- What you have to do
Your job is to return every line of the listing holding the string "below".

- Records shown
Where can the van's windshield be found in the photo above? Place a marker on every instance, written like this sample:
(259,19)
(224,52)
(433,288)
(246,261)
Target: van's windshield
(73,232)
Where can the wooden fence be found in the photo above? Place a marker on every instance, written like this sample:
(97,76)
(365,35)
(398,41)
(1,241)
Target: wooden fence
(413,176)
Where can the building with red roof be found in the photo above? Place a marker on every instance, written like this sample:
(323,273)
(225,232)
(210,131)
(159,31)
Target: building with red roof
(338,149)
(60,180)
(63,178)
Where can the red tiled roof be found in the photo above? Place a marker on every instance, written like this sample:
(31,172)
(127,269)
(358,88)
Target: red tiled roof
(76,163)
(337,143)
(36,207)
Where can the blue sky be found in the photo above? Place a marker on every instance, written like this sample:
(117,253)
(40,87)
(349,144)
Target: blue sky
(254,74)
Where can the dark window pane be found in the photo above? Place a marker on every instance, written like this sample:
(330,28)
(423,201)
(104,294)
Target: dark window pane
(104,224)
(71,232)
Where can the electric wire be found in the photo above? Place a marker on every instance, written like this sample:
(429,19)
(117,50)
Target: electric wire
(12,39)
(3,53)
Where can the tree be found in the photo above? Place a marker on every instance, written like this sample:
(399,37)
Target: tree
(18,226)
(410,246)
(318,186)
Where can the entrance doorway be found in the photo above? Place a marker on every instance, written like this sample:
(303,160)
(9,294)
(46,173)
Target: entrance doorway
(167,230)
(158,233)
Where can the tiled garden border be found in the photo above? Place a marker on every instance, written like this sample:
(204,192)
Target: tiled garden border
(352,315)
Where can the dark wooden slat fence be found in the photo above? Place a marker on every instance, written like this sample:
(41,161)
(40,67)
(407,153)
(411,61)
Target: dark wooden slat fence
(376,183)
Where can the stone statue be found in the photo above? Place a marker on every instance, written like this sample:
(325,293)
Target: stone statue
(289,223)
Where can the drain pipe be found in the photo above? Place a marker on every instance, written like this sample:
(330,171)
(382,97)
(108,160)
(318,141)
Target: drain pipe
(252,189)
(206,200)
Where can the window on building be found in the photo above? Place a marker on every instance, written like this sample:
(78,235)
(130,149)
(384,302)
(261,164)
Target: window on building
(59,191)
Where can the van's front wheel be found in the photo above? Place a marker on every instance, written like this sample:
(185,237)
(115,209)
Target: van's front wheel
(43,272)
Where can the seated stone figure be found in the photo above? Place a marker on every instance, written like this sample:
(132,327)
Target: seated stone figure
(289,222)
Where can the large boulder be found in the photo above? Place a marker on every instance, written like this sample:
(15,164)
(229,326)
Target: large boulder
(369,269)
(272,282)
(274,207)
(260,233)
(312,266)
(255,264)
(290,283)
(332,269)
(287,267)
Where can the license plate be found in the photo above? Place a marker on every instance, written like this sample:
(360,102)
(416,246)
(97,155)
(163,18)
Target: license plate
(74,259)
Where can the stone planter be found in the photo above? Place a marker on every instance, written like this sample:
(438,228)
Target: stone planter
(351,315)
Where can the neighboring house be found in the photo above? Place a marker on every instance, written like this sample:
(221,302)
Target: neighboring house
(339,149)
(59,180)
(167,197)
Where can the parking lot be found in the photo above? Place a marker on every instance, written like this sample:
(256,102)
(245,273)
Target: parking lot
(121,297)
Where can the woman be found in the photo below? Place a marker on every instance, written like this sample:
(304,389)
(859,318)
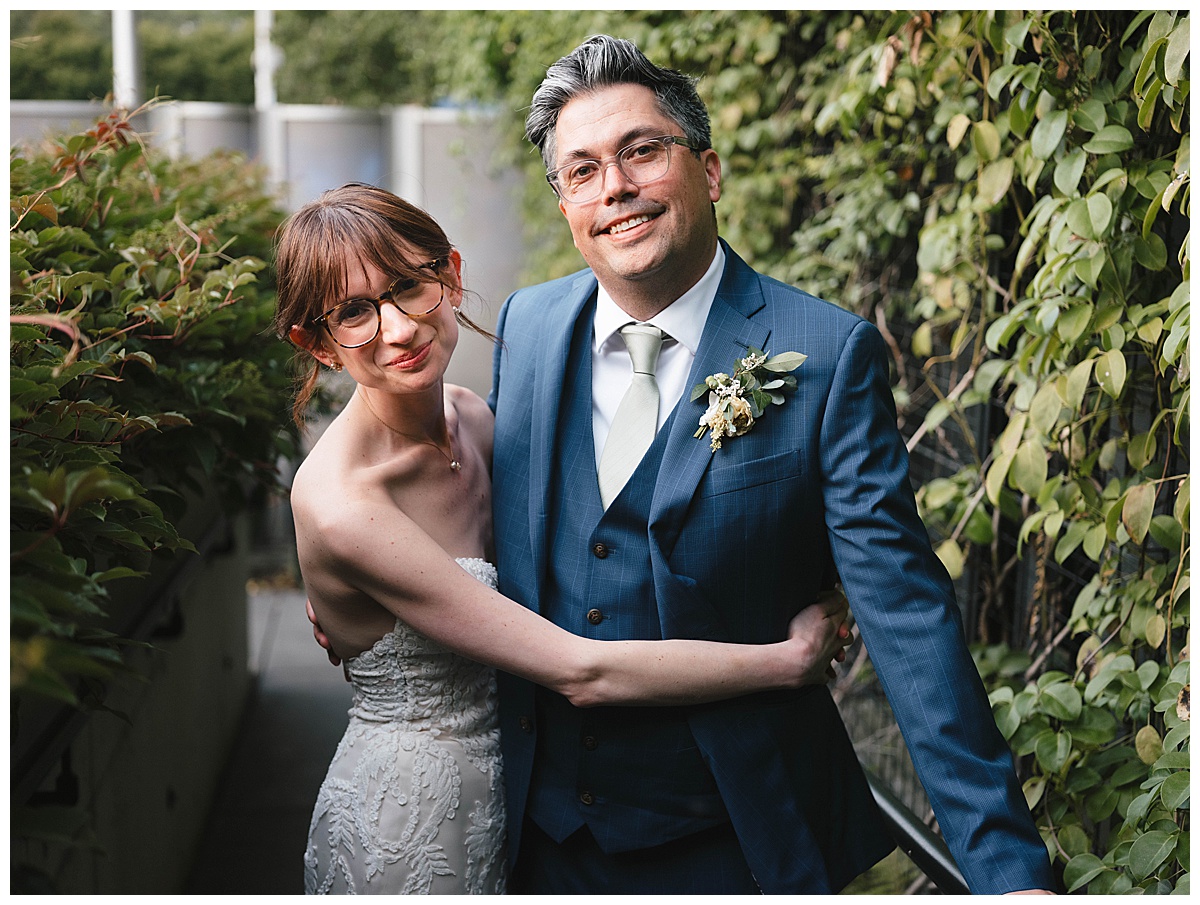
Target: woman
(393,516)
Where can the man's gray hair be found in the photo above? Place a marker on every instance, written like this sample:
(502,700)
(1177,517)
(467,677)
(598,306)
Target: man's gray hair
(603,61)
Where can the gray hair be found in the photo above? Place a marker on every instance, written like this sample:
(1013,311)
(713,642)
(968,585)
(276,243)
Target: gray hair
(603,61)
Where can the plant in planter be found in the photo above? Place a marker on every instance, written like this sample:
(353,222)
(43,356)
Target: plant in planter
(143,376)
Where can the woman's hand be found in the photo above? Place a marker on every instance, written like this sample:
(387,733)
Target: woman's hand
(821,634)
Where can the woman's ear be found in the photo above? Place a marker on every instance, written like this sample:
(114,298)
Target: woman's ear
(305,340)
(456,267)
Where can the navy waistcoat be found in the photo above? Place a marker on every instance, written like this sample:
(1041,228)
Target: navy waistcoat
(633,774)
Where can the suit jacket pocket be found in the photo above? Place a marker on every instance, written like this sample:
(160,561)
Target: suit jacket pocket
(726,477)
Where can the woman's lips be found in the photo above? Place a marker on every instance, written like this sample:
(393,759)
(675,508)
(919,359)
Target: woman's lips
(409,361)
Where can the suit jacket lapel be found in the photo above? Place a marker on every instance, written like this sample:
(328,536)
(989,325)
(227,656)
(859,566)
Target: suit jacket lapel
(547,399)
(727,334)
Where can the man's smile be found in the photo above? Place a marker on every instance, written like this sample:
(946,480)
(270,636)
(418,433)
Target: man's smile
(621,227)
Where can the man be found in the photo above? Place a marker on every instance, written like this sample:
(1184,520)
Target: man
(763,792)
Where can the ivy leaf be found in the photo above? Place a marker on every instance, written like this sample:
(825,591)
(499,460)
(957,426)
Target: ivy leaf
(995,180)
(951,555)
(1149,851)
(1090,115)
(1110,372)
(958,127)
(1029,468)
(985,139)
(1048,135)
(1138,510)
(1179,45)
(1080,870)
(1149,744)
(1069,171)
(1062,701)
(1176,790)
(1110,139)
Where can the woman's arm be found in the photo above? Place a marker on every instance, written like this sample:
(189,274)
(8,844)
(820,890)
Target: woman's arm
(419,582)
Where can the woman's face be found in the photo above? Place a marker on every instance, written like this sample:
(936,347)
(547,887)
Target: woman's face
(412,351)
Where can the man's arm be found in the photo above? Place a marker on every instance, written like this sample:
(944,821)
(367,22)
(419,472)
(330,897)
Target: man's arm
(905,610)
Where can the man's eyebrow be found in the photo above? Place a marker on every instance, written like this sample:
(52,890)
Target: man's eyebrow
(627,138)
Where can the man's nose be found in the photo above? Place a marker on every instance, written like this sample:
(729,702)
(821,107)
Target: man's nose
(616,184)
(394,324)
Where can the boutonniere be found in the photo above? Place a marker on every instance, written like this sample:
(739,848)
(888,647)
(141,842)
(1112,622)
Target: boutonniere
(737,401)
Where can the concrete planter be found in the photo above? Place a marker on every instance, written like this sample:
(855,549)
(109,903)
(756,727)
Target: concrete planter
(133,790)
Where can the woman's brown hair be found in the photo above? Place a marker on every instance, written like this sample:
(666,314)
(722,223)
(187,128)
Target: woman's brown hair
--
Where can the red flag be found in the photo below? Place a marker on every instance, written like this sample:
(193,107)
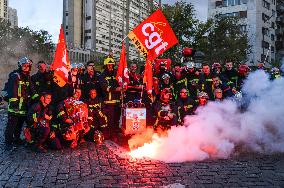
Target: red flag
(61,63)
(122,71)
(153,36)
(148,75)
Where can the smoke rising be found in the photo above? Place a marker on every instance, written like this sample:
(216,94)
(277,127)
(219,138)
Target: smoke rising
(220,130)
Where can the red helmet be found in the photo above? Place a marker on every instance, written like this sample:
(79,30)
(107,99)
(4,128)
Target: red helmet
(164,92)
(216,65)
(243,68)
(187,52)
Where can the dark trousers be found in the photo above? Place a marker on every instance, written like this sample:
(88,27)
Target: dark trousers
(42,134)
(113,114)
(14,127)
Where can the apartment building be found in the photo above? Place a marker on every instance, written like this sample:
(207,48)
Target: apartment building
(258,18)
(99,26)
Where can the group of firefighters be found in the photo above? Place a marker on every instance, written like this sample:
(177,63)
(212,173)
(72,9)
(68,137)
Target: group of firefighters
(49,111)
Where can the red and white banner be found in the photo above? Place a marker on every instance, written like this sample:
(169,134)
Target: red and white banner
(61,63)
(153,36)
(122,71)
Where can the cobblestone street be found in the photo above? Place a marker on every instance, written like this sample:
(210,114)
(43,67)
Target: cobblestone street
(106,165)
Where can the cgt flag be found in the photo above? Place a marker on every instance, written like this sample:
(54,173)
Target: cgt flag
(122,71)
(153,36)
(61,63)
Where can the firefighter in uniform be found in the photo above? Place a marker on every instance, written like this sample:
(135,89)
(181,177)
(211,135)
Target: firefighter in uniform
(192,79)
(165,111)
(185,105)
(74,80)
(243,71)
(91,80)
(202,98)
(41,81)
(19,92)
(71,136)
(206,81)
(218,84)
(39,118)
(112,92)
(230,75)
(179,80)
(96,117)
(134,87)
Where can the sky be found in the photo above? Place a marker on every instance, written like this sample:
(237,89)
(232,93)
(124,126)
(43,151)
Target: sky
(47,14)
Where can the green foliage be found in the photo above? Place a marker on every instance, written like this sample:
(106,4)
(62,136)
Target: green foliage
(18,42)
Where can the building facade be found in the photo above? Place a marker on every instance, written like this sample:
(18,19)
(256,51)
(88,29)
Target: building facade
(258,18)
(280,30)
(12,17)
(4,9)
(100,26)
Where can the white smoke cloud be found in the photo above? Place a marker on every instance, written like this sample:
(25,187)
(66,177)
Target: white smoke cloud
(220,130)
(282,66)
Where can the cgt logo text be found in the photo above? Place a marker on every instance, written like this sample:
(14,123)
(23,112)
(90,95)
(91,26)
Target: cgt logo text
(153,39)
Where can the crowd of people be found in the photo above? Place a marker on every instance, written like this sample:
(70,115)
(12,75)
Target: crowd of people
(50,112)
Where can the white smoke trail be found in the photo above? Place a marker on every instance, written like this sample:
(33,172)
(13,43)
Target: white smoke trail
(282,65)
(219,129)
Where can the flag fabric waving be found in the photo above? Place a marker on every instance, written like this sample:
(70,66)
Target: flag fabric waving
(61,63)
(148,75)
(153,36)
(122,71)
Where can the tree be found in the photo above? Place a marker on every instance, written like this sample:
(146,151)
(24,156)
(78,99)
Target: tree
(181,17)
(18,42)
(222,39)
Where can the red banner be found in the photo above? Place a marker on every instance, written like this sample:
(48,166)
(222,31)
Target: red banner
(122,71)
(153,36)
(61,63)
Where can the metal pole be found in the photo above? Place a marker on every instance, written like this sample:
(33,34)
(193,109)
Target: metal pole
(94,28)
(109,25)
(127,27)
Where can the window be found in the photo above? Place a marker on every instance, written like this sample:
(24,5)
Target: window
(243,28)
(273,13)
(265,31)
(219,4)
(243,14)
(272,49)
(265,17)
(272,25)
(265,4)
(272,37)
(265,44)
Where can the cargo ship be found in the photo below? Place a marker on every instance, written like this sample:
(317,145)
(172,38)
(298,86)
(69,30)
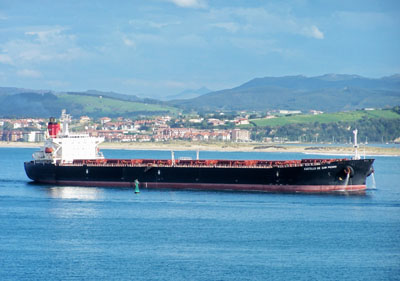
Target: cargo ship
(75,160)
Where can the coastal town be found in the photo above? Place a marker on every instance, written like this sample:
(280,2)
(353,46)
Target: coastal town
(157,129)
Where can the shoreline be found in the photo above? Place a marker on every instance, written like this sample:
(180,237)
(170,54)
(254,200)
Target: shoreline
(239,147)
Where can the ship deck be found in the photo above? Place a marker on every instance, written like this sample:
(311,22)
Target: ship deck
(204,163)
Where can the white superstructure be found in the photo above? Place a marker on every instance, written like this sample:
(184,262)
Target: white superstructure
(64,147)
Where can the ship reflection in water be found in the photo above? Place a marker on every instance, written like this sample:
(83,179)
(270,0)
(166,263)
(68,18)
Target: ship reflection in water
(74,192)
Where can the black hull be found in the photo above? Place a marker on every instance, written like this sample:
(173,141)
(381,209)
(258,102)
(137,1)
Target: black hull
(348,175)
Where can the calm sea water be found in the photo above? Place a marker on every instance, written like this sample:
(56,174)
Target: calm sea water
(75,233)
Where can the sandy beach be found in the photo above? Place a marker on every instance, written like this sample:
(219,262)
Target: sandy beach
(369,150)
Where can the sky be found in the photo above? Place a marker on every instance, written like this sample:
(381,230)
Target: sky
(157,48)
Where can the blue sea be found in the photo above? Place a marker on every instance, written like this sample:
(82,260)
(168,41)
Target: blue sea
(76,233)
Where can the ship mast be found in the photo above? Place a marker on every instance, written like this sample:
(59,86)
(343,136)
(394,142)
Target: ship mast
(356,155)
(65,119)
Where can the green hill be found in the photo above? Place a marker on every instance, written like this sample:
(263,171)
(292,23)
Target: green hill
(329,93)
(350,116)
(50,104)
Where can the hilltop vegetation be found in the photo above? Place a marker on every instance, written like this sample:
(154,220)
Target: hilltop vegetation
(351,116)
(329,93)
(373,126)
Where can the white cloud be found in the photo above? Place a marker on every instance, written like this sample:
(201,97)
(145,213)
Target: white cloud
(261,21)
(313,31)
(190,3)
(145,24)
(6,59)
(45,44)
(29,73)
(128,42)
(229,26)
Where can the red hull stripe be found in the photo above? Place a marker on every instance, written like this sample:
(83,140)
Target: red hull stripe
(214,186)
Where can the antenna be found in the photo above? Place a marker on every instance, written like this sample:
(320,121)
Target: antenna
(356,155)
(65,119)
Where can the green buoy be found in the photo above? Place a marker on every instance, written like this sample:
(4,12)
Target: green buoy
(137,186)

- Completed exercise
Where can the woman be found in the photo below? Place a marker on every instance, written like this sample:
Where can the red flag be found in the photo below? Place a marker on every instance, written like this sample:
Where can the cargo ship be found in the photo below? Place a marker on every instance, written like this sample:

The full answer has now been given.